EXERCISE DESCRIPTION => Once you have read the records, write them out again exactly.

MATERIAL PROVIDED =>
::::::

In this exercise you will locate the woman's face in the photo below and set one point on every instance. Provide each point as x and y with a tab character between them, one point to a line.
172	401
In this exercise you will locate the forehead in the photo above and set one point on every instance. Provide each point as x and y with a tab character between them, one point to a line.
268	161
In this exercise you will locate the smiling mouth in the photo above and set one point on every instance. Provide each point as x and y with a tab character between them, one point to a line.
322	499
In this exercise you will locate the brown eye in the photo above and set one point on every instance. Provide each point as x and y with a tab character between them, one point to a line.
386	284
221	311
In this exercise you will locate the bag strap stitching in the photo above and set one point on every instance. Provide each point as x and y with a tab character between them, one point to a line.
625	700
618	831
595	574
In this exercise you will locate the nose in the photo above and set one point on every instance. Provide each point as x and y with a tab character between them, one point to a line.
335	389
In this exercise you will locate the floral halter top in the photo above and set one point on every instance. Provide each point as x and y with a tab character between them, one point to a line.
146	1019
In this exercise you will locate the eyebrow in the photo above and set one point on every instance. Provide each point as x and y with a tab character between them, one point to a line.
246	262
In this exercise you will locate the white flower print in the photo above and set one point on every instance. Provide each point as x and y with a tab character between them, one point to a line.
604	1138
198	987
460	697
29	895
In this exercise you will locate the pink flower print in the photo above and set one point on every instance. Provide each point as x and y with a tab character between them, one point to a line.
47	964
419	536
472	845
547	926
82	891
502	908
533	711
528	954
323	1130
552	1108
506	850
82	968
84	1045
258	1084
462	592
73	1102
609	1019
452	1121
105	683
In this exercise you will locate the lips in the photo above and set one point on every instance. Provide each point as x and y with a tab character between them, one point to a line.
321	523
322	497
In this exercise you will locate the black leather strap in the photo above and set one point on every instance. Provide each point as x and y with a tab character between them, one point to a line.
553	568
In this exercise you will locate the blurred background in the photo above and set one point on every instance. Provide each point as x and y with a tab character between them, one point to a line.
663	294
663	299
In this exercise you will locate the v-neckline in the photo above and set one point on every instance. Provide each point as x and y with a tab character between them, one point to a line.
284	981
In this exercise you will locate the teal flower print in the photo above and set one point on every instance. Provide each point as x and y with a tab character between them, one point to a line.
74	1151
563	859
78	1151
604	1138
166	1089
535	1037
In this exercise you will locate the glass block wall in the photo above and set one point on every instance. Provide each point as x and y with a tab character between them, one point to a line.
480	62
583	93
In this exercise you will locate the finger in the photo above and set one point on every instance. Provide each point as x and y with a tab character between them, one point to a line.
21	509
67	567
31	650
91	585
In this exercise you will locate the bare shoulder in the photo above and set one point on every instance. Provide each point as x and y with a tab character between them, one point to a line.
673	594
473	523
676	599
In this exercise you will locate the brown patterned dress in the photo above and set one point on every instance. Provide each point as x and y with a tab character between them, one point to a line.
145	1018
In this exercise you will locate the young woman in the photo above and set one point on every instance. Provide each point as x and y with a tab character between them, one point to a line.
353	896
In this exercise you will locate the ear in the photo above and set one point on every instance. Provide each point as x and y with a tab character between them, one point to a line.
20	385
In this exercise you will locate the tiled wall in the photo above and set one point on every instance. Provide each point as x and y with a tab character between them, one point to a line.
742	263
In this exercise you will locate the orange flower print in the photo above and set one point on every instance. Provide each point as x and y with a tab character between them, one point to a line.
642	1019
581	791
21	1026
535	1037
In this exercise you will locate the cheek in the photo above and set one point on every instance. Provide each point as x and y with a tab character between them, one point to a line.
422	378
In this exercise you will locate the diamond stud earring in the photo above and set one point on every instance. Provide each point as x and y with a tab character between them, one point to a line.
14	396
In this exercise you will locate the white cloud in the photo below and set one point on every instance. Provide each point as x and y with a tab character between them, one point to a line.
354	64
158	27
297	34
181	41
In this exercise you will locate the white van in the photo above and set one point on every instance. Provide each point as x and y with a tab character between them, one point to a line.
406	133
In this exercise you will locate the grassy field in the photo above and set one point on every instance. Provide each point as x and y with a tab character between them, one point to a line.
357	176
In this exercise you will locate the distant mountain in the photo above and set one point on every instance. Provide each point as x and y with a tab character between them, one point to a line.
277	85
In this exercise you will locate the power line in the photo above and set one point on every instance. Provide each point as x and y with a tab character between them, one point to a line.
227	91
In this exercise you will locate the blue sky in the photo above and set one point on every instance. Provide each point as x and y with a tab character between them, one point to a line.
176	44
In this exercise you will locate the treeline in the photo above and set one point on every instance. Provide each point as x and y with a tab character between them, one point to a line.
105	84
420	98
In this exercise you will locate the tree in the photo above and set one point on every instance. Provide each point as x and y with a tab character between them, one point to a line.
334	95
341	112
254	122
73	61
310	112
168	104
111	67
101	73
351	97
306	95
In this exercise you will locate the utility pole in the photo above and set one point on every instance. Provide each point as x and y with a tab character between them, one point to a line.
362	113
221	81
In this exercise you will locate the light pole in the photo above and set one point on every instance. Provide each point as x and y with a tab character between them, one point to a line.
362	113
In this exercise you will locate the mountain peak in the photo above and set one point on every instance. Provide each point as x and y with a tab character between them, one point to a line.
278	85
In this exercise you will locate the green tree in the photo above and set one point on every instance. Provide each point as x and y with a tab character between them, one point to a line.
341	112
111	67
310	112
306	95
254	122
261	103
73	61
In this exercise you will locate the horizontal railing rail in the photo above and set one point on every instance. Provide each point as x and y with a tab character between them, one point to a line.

::::::

YOUR SOLUTION =>
In this exercise you will locate the woman's face in the photo below and set one point on every instance. Provide each point as x and y with a tab character between them, one point to a line.
172	401
In this exercise you will locate the forehead in the photo above and set one point on every instance. Provide each point as x and y with a tab character between them, one point to a line.
268	161
In this exercise you will locate the smiling mouth in the photo above and set one point on every instance. Provide each point as x and y with a tab character between them, one point to a line.
322	499
In this exercise you will locate the brown eye in the photo above and set one point on every instance. Provide each point as x and y with a tab character between them, one point to a line.
386	284
221	311
In this exercise you will locate the bag strap stitching in the photo above and set one point on every instance. Provide each point as x and y with a tab character between them, one point to a line.
625	700
618	831
595	574
In this exercise you will locate the nose in the photo above and set one point on every instance. Provide each point as x and y with a tab character between them, one point to a line.
335	389
In this exercise you will locate the floral halter top in the photo above and set one point on every instance. Provide each point as x and y with a tab character between them, one point to a line.
146	1019
In this exercise you will locate the eyebrow in the photo above and set one point on every instance. Provide each point as x and y with a tab character between them, one point to a line.
246	262
In this exercise you will locate the white flower print in the photo above and set one point on every instance. Provide each point as x and y with a tab character between them, one point to a line.
604	1138
198	987
460	697
29	895
In this exercise you will locate the pink flower print in the photo above and set one point on every instance. Provide each point as x and y with a tab character between them, one point to a line.
47	964
419	536
472	845
547	926
82	891
502	908
533	711
528	954
323	1130
552	1108
506	850
82	968
84	1045
258	1084
462	592
73	1102
609	1019
452	1121
105	683
In this exercise you will locate the lips in the photo above and set one point on every instance. Provide each point as x and y with a tab character between them, one point to a line.
321	523
322	497
In this exercise you will locate the black leather strap in the photo above and set one point on every instance. Provide each point as x and y with a tab character between them, one point to a line.
553	568
In this exercise you will locate the blurred background in the photo above and set one point on every instance. Provide each point as x and y with a tab character between them, one point to a line.
663	294
663	299
In this exercise you will locate the v-neckline in the photo above and set one point on every instance. Provide each point as x and y with a tab character between them, one point to a line.
284	981
In this exercise you will locate the teal flower print in the photo above and set one point on every instance. Provide each point as x and y with a tab character between them, one point to a line.
74	1151
563	859
78	1151
604	1138
166	1089
535	1037
In this exercise you will locate the glass block wall in the photo above and set one point on every instance. Provide each point as x and y with a tab character between them, one point to a line.
480	62
583	93
In this exercise you will locate the finger in the photo above and set one point on every instance. Provide each point as x and y with a tab character between them, one point to a line.
21	509
67	567
31	650
91	585
In this exercise you will locate the bare shoulder in the photo above and set one point on every instance. Provide each point as x and y with a tab character between them, one point to a line.
673	594
473	523
676	599
In this exercise you will locate the brown patterned dress in the photo above and set one point on every instance. Provide each point as x and y with a tab character between them, one point to a line.
145	1018
In this exercise you will locate the young woman in the photo above and set one point on every instance. Provide each point as x and y with a tab character between them, one point to a line.
353	896
In this exercise you will locate the ear in the photo above and set one point on every instance. Provide each point as x and y with a tab character between them, one point to a line.
20	385
In this exercise you will locate the tiled wall in the photo above and set one point on every instance. Provide each point as x and y with a tab character between them, one point to a line.
742	263
In this exercise you will locate the orange flower print in the photo above and set one point on every instance. Provide each point as x and y with a tab character between them, one point to a line.
642	1019
581	791
21	1026
535	1037
In this exercise you will locate the cheek in the photo above and set one point on every instance. Provide each point as x and y with a tab character between them, one point to a line.
422	378
In this exercise you will locate the diamond stud earring in the photo above and set one point on every instance. Provide each point as x and y with a tab character between them, one point to a line.
14	396
In this exercise you will locate the white cloud in the photo below and set one point on every instance. Provide each point as x and y with a tab character between them, one point to a line.
354	64
158	27
297	34
181	41
In this exercise you will locate the white van in the photo above and set one point on every instance. Provide each point as x and y with a tab character between them, one point to a line.
406	133
In this exercise you will locate the grassy field in the photo above and set one point on every instance. Provide each point as x and y with a tab character between them, one point to a line.
357	176
In this exercise you will locate the distant mountain in the photo above and set one point on every instance. Provide each point as x and y with a tab character between them, one point to a line.
277	85
In this exercise you will locate the power line in the photo above and set one point on every instance. Provide each point as x and y with a tab character between them, one point to a line.
227	91
In this exercise you will locate the blue sky in the photo above and set one point on every instance. Provide each point as x and y with a tab character between them, one point to a line.
176	44
In this exercise you will locate the treeline in the photo above and set one point on every instance. Provide each point as x and y with a tab character between them, one point to a line.
105	84
420	98
In this exercise you will locate the tree in the photo above and set one point on every instance. Provide each point as x and y with a tab character between them, one point to a line.
334	95
341	112
254	122
73	61
310	112
168	104
111	67
101	73
351	97
306	95
In this exercise you will locate the utility pole in the photo above and set one point on every instance. Provide each point as x and y with a tab character between them, one point to a line.
362	113
221	81
In this exercise you will locate the light pole in the photo above and set one point on every instance. Provide each point as x and y with a tab character between them, one point to a line.
362	113
In this exercise you will locate the mountain peak in the photo above and set one point on every instance. Provide each point as x and y with a tab character between them, one point to a line.
278	85
In this exercise you will locate the green tree in the photo above and set one point on every instance. Provide each point as x and y with a tab character between them, one point to a line.
341	112
111	67
310	112
306	95
254	122
261	103
73	61
In this exercise you will locate the horizontal railing rail in the photo above and set one point on every instance. Provide each point as x and y with a tab character between them, one point to a line.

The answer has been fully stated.